▶ Using the information:
1/ For each statement about the Egg Foetus Baby page, answer yes or no and quote the words from the page that settle it: (a) Trudy Dehue was a professor at the University of Groningen. (b) The page says facts and norms are separate. (c) The page says the pregnancy test let a woman be pregnant later than before.
2/ Set down word for word the part of the Egg Foetus Baby page that starts at the words "The Latin term" and stops after the words "around the subject.".

┌─ Passage for review

Egg Foetus Baby

No one can see through the abdominal and uterine wall into the womb. And yet with a few clicks of the mouse, we can access detailed information about human foetuses, embryos, and egg cells. This evokes wonder about the formation of new humans, but we rarely think twice about how the actual knowledge we have of them was gained and enshrined in our thought processes.

Trudy Dehue

A feminist revisionist history

All our speaking, measuring, calculating and imagining starts with classifications. What should or shouldn’t count as a planet, a mental disorder, a COVID infection, a poet or a refugee? The answers to these questions are inevitably normative. Facts and norms are not separate, as many think, but rather intimately connected. This does not necessarily mean that each fact is therefore as (in)valid as the other, but it does mean that in principle the composition should be assessable.

Take the example of pregnancy. It involves classifications like ‘pregnant’, ‘mother’ and ‘embryo’ and ‘unborn child’, a ‘beating heart’, ‘abortion’ and even ‘murder’. What has been historically meant by these terms and how were their definitions arrived at? Such classifications also have pre-eminent consequences, because they give people rights, or take them away. Trudy Dehue calls the classifications hidden inside facts ‘linguistic technology’, and explains how they often turn out to be intertwined with the ‘material technology’ of, for example, pregnancy tests, the pill, ultrasounds, and IVF.

The evocatively-told stories of individual women are gripping and unsettling.

de Volkskrant

The advent of the ‘pregnancy test’ (material technology) allowed a woman to ‘be pregnant’ (linguistic technology) earlier than before, and this has had both positive and negative consequences for pregnant women. What for centuries was termed ‘inducing a period’ has become ‘abortion’ or ‘termination of pregnancy’ due to the test.

The Latin term abortion implies interference by a doctor in an unwanted conception, making it politically ‘a medical-ethical issue’. This is different from the religious issue many still want to see in it, but also different from the private matter it once was and, according to many — including the World Health Organisation — should become again.

Dehue revises and revolutionises our thinking about pregnancy and women’s bodies in a clearly-argued, readable account of the historical basis of the narratives we have created around the subject.

An important book […] Anyone who wants to make big statements, religiously or otherwise, about pregnancy should read this first.

Nederlands Dagblad


Trudy Dehue
Trudy Dehue (b. 1951) was Professor of Epistemology and History of Science at the University of Groningen. She has published on the hidden presuppositions of human scientific knowledge in leading international journals.

└─
┌─ Input data

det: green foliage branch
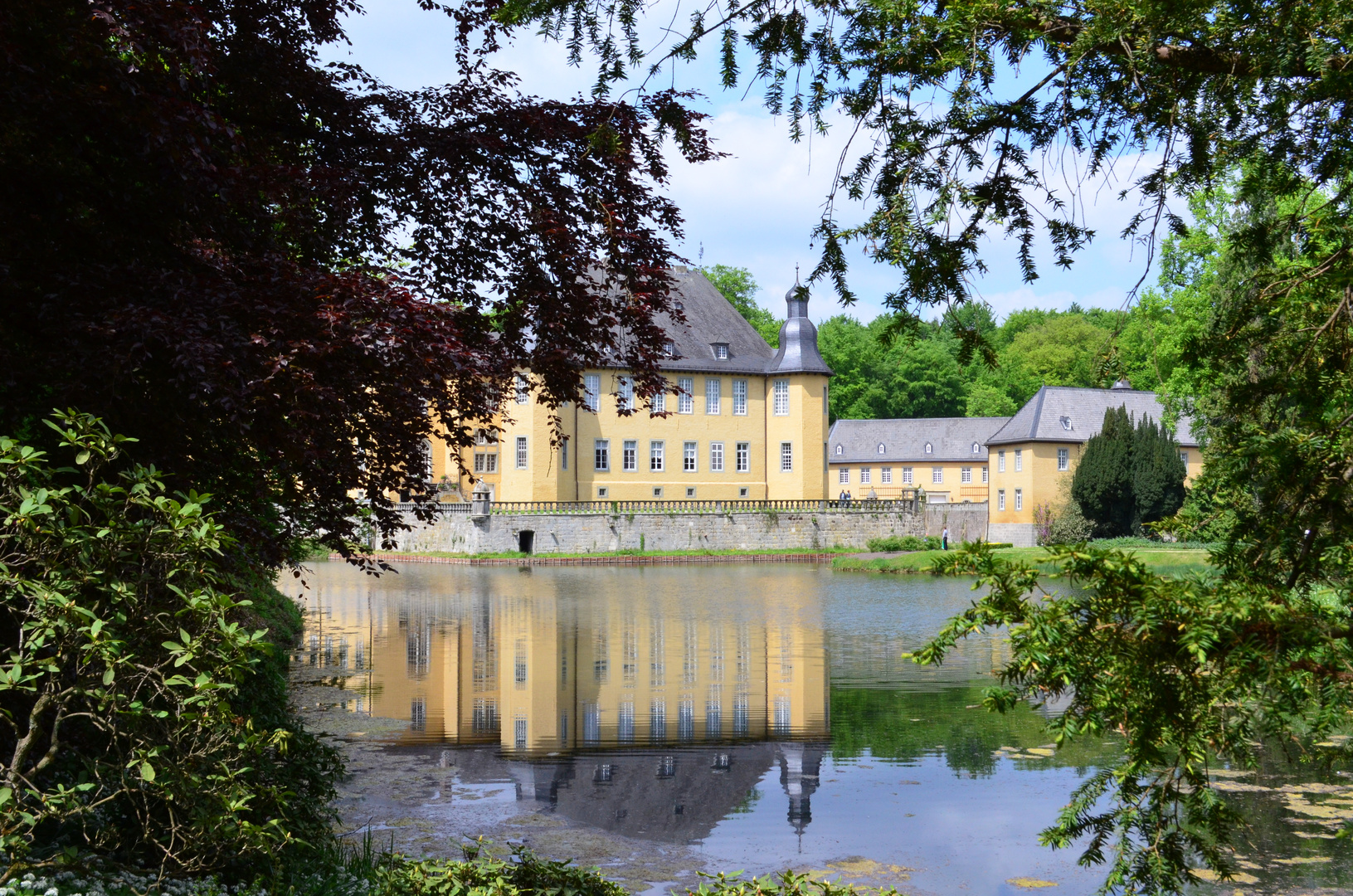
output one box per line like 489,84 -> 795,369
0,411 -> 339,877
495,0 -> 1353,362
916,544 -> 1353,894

└─
┌─ Input data

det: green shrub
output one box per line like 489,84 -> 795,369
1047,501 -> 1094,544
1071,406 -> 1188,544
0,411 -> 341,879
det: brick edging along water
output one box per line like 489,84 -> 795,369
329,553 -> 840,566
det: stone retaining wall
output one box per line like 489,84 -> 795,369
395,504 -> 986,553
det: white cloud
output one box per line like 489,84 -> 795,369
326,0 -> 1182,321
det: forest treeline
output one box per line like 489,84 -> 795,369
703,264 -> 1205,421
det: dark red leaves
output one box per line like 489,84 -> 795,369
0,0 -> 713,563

└─

▶ Outputs by task:
1/
(a) Yes: "was Professor of Epistemology and History of Science at the University of Groningen"
(b) No: "Facts and norms are not separate, as many think, but rather intimately connected."
(c) No: "allowed a woman to ‘be pregnant’ (linguistic technology) earlier than before"

2/
The Latin term abortion implies interference by a doctor in an unwanted conception, making it politically ‘a medical-ethical issue’. This is different from the religious issue many still want to see in it, but also different from the private matter it once was and, according to many — including the World Health Organisation — should become again.

Dehue revises and revolutionises our thinking about pregnancy and women’s bodies in a clearly-argued, readable account of the historical basis of the narratives we have created around the subject.